Find the line containing "Target: muddy running shoe", then return it and every line after it through the end of the records, exactly. Leave out pictures.

Working data: Begin

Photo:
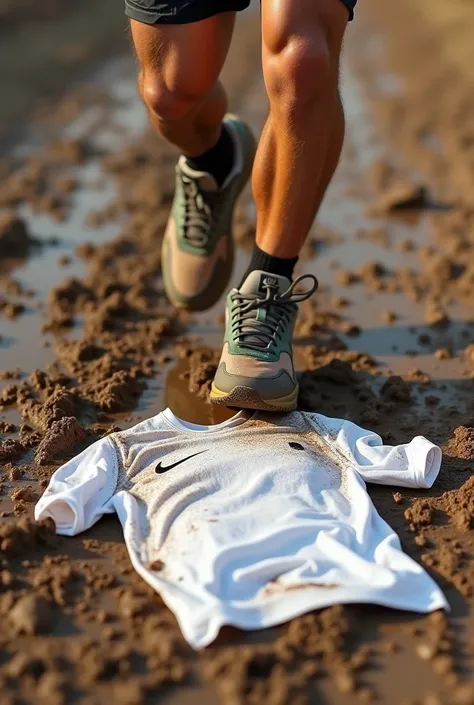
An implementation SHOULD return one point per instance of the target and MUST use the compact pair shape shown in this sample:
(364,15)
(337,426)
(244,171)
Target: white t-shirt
(253,521)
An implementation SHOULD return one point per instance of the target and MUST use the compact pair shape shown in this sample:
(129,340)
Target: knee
(298,70)
(169,103)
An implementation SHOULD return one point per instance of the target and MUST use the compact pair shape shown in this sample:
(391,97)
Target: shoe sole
(201,302)
(248,398)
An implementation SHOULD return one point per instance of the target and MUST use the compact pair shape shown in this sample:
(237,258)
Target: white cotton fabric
(259,519)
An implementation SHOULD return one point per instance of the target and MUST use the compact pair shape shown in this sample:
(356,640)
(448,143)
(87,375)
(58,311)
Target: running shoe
(256,367)
(198,251)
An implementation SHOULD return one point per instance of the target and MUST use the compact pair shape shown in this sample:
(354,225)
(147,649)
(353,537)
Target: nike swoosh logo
(164,468)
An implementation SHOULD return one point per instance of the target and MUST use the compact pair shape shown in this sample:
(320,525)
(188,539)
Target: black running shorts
(184,11)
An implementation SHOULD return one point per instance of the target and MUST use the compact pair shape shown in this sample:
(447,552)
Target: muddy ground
(88,343)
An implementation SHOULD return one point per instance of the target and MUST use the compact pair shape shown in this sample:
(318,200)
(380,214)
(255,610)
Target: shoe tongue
(252,332)
(206,181)
(255,283)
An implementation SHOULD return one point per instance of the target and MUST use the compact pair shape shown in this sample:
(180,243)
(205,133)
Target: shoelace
(263,335)
(200,212)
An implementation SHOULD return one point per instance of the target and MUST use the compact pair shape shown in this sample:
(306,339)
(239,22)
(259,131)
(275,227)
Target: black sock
(217,161)
(267,263)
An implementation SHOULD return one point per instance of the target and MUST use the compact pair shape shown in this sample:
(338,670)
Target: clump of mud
(61,439)
(15,240)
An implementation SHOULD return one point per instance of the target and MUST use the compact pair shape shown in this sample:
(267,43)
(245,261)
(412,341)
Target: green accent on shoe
(256,367)
(198,249)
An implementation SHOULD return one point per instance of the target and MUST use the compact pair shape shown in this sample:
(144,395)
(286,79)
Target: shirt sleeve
(78,493)
(414,464)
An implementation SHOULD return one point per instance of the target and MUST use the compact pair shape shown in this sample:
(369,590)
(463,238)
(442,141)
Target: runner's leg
(302,139)
(178,81)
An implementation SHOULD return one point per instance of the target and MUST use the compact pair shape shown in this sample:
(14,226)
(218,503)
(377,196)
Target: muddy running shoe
(256,367)
(198,251)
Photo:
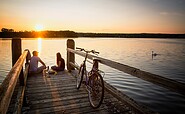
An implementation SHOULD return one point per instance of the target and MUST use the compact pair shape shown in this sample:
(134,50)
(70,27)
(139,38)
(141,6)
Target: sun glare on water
(39,27)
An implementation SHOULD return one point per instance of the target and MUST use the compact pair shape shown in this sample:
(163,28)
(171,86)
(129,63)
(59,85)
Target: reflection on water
(134,52)
(39,45)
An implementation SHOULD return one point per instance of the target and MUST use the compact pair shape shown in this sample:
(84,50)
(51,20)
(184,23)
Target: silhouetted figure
(60,63)
(34,63)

Working data: End

- Problem solution
Target: muddy running shoe
(256,367)
(198,251)
Photo:
An implementation SHOULD return one point per instance of the target and MUST use the compact pair shape shown in this sample:
(134,50)
(70,27)
(139,38)
(141,6)
Target: sun glare on water
(39,27)
An implementation SHOULD return one point per instance of the target and MUST use the compact pair shape shown in this sample:
(163,28)
(171,86)
(129,63)
(59,85)
Target: reflection on water
(134,52)
(39,45)
An implementation SHOULD return one point per instance of the target and MUST use the compact pair shape shown in this sample:
(84,50)
(51,20)
(184,23)
Target: silhouetted figure
(60,63)
(34,63)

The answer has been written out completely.